Lay out every line of the records below as a two-column Markdown table, with columns Row and Entry. Row holds a running number and Entry holds the line, and blank lines are omitted.
### Supplied material
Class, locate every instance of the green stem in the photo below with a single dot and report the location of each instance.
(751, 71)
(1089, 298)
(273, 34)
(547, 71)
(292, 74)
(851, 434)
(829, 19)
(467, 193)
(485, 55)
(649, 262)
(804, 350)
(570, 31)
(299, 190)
######
(Solution to this problem)
| Row | Entry |
|---|---|
| 1 | Class, locate every instance of the green stem in the photo below with a single dot and report the location of each instance. |
| 2 | (751, 71) |
| 3 | (1089, 298) |
| 4 | (273, 34) |
| 5 | (547, 71) |
| 6 | (292, 74) |
| 7 | (851, 434) |
| 8 | (829, 19) |
| 9 | (467, 193) |
| 10 | (485, 55) |
| 11 | (649, 262) |
| 12 | (804, 350) |
| 13 | (570, 31) |
| 14 | (299, 190) |